# Exercise passage:
What do you read?

What’s on your Kindle, or your iPad? (Or your night table?)

It’s not just a loaded question for political candidates. Keeping up with developments in the field and incorporating new information into daily work is a requirement for research administrators, and a broad “media” list shows you’re thinking about your role in a strategic way. Resources for research administrators include information streams from agencies, and timely sources of input about how to anticipate changes in the funding environment we work in, as well as how to improve service to investigators.

Of course, we’re always reading and keeping up to date in a rapidly changing field, that seeks to serve scientists who are looking for funding that is becoming harder to find, looking to establish and solidify their careers and to advance their research agenda through alliances and collaboration. We’re uniquely suited to help our investigators identify opportunities and ensure that their proposals best represent their work, especially when we have a solid understanding of their scientific research and the competitive environment that they are working in.

Michelle’s Must-Read Media List

  • Dr. Sally Rockey’s Rock Talk Blog – written by the director of the NIH Office of External Research. There’s always something helpful on this site. I read it on my Google Reader through RSS.
  • GovTrack RSS feed on Congressional Appropriations – when Congress is about to shut down the government and I don’t know if I’m going to be able to submit applications for cycle coming up next week, I watch CNN and track my RSS feed for legislative updates to keep my investigators informed.

# Exercise 1:
In the post on research administrators' reading, who writes the Rock Talk Blog?
# Exercise 2:
Write the next part of the post on research administrators' reading, starting after its last sentence.
None of the lines that come next are needed.

Stored items from a collection:
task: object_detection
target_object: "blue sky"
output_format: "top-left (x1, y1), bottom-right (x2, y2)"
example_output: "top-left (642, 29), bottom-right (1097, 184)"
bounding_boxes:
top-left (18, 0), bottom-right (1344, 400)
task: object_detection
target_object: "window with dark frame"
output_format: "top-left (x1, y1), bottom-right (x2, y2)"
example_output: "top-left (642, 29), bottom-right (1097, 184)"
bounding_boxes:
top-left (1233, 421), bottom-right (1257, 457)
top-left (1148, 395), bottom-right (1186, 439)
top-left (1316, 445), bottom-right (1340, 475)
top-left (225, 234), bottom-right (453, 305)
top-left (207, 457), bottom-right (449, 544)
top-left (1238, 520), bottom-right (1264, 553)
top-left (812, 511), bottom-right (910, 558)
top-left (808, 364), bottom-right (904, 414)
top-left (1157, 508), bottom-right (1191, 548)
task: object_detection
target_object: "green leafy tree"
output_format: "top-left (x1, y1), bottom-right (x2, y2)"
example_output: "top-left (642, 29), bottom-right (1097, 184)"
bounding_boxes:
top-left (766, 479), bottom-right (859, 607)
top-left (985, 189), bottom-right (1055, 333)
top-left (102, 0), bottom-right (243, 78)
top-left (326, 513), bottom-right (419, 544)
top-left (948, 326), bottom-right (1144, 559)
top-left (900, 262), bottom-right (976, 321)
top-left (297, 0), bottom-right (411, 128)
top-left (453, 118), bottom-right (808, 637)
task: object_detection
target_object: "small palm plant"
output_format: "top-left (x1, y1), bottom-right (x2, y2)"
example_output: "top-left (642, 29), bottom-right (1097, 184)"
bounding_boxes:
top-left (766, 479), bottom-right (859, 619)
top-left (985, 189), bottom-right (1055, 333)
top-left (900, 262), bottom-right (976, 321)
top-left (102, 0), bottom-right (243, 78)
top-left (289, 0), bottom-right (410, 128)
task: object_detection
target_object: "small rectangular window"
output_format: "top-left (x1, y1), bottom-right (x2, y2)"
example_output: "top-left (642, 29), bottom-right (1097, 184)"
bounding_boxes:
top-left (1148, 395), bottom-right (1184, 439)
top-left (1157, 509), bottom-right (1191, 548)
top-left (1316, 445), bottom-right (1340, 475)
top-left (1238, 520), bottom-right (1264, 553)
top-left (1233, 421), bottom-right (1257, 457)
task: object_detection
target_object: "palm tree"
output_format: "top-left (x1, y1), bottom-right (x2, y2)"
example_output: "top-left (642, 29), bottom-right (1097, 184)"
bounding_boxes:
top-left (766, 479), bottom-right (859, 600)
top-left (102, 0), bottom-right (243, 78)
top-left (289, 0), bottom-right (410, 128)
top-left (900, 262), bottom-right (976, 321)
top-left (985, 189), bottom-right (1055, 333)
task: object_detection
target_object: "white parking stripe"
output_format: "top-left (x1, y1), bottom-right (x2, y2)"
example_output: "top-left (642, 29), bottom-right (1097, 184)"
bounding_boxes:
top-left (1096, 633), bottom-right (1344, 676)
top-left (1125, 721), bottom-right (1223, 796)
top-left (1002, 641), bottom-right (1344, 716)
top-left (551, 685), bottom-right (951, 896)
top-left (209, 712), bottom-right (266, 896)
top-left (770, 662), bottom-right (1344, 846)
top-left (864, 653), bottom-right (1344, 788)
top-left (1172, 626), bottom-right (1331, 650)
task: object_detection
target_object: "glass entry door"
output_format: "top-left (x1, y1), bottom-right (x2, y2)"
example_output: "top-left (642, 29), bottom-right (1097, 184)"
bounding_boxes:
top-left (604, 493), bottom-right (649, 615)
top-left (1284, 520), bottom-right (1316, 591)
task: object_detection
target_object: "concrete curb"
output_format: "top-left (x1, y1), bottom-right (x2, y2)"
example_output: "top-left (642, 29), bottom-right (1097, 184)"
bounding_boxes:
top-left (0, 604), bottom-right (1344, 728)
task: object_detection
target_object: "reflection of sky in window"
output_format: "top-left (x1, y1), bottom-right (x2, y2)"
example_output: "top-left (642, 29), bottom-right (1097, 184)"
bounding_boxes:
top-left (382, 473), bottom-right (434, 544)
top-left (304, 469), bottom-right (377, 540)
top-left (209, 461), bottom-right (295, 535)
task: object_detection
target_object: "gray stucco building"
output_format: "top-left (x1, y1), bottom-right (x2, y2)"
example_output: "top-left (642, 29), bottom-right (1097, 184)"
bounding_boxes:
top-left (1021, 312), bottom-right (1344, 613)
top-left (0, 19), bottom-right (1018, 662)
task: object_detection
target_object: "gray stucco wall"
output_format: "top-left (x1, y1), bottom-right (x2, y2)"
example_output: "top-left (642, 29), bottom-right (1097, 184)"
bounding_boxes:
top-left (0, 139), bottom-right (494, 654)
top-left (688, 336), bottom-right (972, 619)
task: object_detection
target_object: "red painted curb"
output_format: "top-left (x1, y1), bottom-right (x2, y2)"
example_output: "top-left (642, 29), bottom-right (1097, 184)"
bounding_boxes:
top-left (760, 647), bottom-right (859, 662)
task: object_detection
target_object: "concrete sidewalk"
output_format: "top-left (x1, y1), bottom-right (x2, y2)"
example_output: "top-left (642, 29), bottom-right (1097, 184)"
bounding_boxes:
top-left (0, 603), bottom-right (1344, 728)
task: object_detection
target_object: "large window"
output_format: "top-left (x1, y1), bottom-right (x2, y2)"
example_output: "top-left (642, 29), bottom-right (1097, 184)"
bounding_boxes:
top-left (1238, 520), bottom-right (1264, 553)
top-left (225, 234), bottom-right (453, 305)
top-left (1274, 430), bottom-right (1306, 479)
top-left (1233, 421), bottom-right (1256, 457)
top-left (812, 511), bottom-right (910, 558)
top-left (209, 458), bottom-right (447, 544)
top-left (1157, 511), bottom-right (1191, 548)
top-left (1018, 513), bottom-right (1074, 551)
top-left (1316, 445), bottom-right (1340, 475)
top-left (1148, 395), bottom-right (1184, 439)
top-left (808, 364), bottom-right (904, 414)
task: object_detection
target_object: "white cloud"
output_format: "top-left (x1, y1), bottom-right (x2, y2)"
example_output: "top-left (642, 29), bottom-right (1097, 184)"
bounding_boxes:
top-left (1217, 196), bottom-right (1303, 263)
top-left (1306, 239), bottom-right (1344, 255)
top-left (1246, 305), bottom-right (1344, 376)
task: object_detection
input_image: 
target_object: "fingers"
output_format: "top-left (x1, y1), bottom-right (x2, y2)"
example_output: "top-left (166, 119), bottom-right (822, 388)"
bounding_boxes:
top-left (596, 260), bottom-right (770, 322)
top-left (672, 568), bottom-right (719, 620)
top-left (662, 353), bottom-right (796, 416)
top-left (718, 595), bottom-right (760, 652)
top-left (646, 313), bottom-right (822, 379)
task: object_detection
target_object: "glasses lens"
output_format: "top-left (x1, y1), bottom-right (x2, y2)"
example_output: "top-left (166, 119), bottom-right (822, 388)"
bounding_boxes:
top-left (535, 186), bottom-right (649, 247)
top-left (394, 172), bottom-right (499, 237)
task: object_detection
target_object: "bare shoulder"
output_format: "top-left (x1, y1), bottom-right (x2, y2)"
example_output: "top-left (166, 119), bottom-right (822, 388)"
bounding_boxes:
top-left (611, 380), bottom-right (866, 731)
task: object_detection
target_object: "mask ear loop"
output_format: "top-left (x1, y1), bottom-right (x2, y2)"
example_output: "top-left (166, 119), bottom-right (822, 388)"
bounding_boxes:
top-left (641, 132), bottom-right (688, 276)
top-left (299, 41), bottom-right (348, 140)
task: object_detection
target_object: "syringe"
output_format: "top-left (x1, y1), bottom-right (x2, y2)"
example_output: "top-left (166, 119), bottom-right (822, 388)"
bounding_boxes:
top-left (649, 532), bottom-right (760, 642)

# Exercise response 1:
Dr. Sally Rockey, director of the NIH Office of External Research.

# Exercise response 2:
  • KevinMD.com – Kevin Pho, MD is an uber-blogger who has an empire on Med-Page Today with a following of physicians and other medical professionals who discuss the latest trending topics in research. It’s an interesting perspective to keep up on research and news affecting physicians and investigators in the clinical realm.
  • Speaking of Medicine – Is the leading open access Public Library of Science medical journal that publishes “highly selected papers of relevance to a global audience that address the major biological, environmental, social and political determinants of health.”
  • Stanford Social Innovation Review Blog – SSI Review is a creative resource for managing projects, workflow and resources in a non-profit environment.
  • Harvard Business Review Blog Network – HBR is the go-to resource for management, HR, and career insights, as well as how to manage projects, and people. I recommend a subscription to benefit from the full array of the information available.
  • NCURA: Report on Research Compliance (e-mail subscription service) – is a fantastic, but expensive email subscription that tracks all aspects of Federal government activity on the area of research rulemaking and compliance, as its happening. There are email updates and a monthly newsletter. Definitely worthwhile.
  • RSS feeds for NIH, NSF, and a myriad of foundations and sponsors’ websites – I prefer to receive updates from sponsors via Google Reader, where others may prefer Twitter or Facebook. Check the “news” or updates pages for NIH or NSF to subscribe to just the information you need in the format you prefer.

Reading List

The books below are some of my faves, because they lend insight into the work of physician investigators, their training and education,  and the tremendous complexity and change in the medical/clinical environment (created by research and the health care system itself). When our investigators come up for air to write a research grant, after spending eight hours in the lab, or in the O.R., or in caring for patients, it’s helpful to have some context to think about their experience and the pressures they are facing.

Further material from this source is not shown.